* Point-per-instance localization data:
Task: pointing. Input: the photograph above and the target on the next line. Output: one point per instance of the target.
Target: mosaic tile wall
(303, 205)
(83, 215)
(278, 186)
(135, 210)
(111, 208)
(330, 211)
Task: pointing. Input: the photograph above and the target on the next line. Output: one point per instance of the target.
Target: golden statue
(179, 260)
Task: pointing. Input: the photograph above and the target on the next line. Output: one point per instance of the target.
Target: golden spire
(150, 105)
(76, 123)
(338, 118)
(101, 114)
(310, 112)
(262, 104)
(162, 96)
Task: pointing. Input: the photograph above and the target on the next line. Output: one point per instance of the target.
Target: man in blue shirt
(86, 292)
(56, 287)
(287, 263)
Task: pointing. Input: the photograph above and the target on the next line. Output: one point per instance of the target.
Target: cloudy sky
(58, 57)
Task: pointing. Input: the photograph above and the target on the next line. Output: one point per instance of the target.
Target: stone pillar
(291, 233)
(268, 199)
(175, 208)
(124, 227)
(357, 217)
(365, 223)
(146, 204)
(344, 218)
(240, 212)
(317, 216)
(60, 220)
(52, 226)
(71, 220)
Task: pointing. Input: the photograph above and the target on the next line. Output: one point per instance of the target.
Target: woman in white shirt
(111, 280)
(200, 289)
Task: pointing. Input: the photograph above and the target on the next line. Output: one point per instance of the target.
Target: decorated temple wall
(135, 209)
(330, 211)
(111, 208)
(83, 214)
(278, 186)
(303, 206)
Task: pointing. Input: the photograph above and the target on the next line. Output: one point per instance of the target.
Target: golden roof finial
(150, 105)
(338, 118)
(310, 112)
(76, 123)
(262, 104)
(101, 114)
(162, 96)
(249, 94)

* Exercise description: Output the records above, each one exactly, with none left out.

* Expected answer:
Task: pointing. Input: the photograph above and the target on the next line. Output: one point per instance of the target.
Target: mosaic tile wall
(303, 205)
(83, 215)
(278, 186)
(135, 210)
(111, 208)
(330, 211)
Task: pointing. Input: the photograph above and the target on the next line. Output: one point per instance of the target.
Target: golden statue
(179, 260)
Task: pointing. Input: the photograph above and the target on the next line. Output: one point per instance of the target.
Target: golden spire
(150, 105)
(76, 123)
(338, 118)
(101, 114)
(310, 112)
(262, 104)
(162, 96)
Task: pointing. Input: the photograph above and the target on the next line. Output: one point per instance of the target.
Target: man in blue shirt
(86, 292)
(56, 287)
(287, 263)
Task: pointing. Input: the photograph above and the target on the next line. Output: one point per instance of the target.
Target: cloudy sky
(58, 57)
Task: pointing. Input: the photograph above and the target on the next line. Output: one point per instance of the target.
Target: stone pillar
(291, 233)
(268, 199)
(175, 208)
(124, 227)
(357, 217)
(365, 223)
(146, 204)
(344, 218)
(240, 212)
(317, 216)
(60, 220)
(52, 226)
(71, 220)
Task: pointing. Input: the photograph above and the target on the next line. Output: one point per instance of the target.
Target: woman in white shirt
(111, 280)
(200, 289)
Task: pointing. Input: the photograph above and the target on the next line. Output: one point per instance of the target.
Target: decorated temple wall
(135, 209)
(330, 211)
(111, 208)
(83, 214)
(278, 186)
(303, 206)
Task: pointing. Input: the photograph above and the target on the next line. Output: one point per instance of the target.
Target: golden roof finial
(150, 105)
(338, 118)
(310, 112)
(76, 123)
(262, 104)
(101, 114)
(162, 96)
(249, 94)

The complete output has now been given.